Text passage:
“Are you better off now than you were four years ago?” So asked Ronald Reagan in October 1980, in the line that doomed Jimmy Carter’s re-election hopes. Now, as then, large numbers of Americans are inclined to answer “no.” Joe Biden himself is not better off than he was four weeks ago, let alone four years ago, while Donald Trump, having survived an assassination attempt, is better off if only because he is alive.
Supporters of global democracy have even more reason to feel less better off. From Moscow to Pyongyang, Caracas to Harare, anti-democratic strongmen have rarely had it so good, writes Anne Applebaum in Autocracy, Inc. “Shored up by the technologies and tactics they copy from one another, by their common economic interests, and above all by their determination not to give up power, the autocracies believe that they are winning.”
By Applebaum’s count, the ranks of illiberal, quasi-authoritarian states have grown to 50 or more, including Vladimir Putin’s Russia, Xi Jinping’s China, and Iran’s radical-Shia theocracy. Despite vast differences in cultures and ideologies, these autocrats have forged steadily closer economic, political, and military ties, acting “not like a bloc but rather like an agglomeration of companies.” They do have a common enemy: “The democratic world, ‘the West,’ NATO, the European Union”—in other words, “that enemy is us.”
In pursuit of their overriding goal of monopolizing power and wealth for themselves, their families, and their cronies, today’s dictators “will reach for whatever ideology, whatever technology, and whatever emotions might be useful.... Only the purpose never changes: Autocracy, Inc., hopes to rewrite the rules of the international system itself.”

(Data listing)
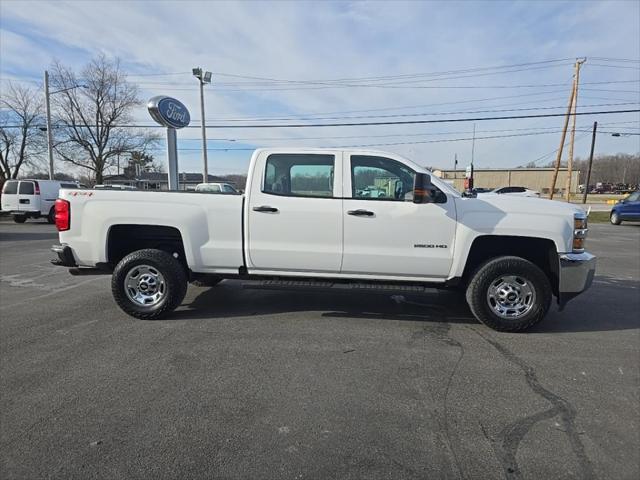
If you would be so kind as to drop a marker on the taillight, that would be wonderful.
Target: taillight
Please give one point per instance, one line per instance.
(63, 215)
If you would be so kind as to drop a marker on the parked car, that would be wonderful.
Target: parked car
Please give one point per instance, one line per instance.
(114, 187)
(216, 187)
(306, 222)
(626, 209)
(32, 198)
(520, 191)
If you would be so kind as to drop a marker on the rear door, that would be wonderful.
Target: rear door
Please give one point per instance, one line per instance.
(10, 196)
(294, 212)
(28, 197)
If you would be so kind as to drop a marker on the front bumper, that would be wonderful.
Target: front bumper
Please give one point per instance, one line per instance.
(576, 274)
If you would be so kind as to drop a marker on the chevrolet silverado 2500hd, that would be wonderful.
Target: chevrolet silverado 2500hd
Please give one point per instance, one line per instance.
(347, 219)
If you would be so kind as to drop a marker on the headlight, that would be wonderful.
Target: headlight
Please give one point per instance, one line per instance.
(579, 232)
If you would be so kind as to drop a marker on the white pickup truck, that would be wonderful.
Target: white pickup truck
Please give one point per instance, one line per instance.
(309, 218)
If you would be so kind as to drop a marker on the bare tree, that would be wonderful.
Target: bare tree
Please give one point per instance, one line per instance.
(21, 141)
(91, 114)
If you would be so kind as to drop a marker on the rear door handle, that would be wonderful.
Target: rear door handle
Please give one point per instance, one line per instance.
(265, 208)
(361, 213)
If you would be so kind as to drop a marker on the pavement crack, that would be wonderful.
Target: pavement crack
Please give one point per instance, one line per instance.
(511, 436)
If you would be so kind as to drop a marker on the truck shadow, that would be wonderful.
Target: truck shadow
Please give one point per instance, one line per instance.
(610, 304)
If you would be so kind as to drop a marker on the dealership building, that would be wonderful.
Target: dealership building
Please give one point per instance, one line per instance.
(534, 178)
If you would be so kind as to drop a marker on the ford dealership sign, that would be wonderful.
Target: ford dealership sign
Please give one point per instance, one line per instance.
(169, 112)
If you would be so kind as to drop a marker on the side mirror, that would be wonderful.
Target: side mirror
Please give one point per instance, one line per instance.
(422, 188)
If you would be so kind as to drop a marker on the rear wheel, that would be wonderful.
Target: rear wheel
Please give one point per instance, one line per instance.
(149, 283)
(509, 294)
(615, 218)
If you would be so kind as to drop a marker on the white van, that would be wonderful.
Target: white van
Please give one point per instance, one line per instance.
(32, 198)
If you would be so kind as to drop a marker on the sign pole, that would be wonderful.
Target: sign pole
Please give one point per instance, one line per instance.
(172, 158)
(172, 114)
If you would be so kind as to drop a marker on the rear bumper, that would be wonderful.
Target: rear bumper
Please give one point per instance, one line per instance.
(26, 213)
(65, 256)
(67, 259)
(576, 275)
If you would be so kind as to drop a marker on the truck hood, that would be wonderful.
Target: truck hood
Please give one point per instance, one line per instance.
(518, 216)
(517, 204)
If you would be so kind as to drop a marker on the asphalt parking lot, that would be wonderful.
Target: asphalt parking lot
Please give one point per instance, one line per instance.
(246, 383)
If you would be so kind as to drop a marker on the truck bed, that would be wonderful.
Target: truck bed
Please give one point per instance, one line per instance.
(209, 224)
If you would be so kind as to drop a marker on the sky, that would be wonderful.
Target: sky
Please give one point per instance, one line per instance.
(354, 62)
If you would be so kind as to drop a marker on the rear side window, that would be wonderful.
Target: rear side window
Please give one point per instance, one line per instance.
(10, 187)
(299, 175)
(26, 188)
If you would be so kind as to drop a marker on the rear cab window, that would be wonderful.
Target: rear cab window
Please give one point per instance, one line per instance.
(380, 178)
(10, 187)
(26, 188)
(299, 175)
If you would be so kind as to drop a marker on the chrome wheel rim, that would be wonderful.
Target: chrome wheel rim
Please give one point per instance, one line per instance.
(511, 296)
(145, 285)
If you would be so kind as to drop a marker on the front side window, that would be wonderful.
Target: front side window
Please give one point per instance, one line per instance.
(10, 187)
(299, 175)
(25, 188)
(380, 178)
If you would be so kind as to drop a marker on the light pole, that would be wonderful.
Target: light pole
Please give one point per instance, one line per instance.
(47, 103)
(203, 77)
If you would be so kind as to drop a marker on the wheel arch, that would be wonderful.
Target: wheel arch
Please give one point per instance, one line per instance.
(542, 252)
(123, 239)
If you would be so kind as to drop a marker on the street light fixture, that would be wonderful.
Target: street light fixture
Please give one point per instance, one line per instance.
(203, 77)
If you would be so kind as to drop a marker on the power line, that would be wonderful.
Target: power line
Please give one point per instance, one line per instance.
(398, 122)
(448, 113)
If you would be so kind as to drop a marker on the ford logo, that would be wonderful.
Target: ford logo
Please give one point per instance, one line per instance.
(169, 112)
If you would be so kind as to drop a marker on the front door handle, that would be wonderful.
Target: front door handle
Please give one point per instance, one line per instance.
(265, 208)
(361, 213)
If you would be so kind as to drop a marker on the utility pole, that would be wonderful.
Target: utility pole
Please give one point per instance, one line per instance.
(49, 133)
(455, 165)
(593, 144)
(576, 84)
(562, 139)
(203, 77)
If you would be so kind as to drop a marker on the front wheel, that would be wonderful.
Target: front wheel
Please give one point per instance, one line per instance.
(615, 218)
(509, 294)
(149, 284)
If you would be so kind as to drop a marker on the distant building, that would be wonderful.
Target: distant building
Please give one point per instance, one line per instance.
(160, 181)
(534, 178)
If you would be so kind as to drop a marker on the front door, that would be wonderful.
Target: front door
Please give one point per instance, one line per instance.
(385, 233)
(294, 212)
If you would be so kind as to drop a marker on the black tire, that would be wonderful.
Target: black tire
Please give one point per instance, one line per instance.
(489, 274)
(175, 283)
(614, 218)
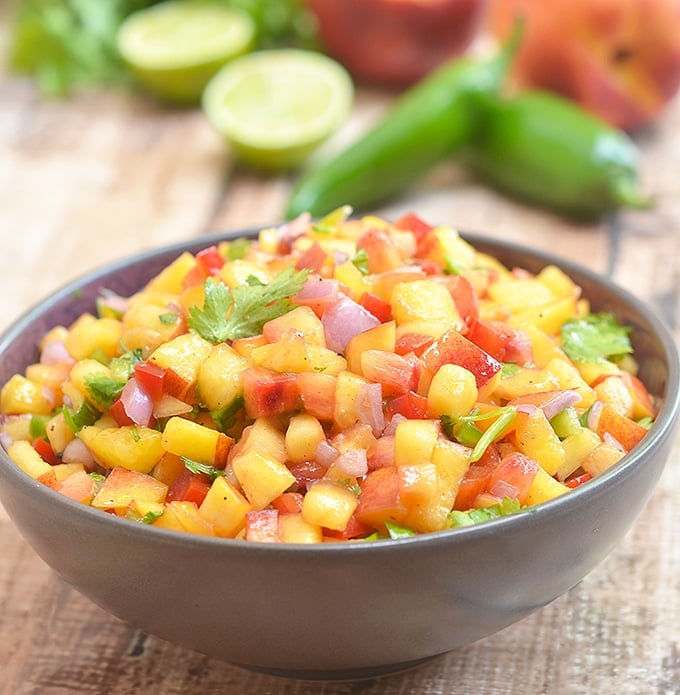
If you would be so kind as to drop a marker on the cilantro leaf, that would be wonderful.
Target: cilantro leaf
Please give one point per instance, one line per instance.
(242, 311)
(86, 415)
(463, 429)
(477, 516)
(225, 418)
(197, 467)
(360, 261)
(595, 337)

What you have to do:
Please give the number of illiberal, quasi-authoritarian states Applebaum counts, according to the passage on autocracies.

Solution for this problem:
50 or more.